■ TASK REQUIREMENTS:
Pull each line containing "fabric" from the data.
MATERIAL FOR THIS EXERCISE: Begin
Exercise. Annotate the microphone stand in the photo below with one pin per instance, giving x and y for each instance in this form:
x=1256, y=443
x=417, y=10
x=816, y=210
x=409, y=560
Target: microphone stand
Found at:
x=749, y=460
MATERIAL FOR THIS EXERCISE: End
MATERIAL FOR THIS EXERCISE: Begin
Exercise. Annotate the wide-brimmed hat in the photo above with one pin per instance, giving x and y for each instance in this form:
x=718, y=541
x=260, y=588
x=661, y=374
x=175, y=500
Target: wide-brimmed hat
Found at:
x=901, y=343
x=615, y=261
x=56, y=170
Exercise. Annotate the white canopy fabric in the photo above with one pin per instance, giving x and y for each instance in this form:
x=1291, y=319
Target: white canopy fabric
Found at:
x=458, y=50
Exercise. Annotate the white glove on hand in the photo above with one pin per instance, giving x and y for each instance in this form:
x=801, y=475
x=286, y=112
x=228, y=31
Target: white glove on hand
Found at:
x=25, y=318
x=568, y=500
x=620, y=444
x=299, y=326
MATERIAL FOR THIS EXERCISE: End
■ THE COMPLETED TASK:
Exercise. Annotate the white canopy fabric in the photo above with one pin per instance, giving x and y for each instance in this form:
Target: white canopy fabric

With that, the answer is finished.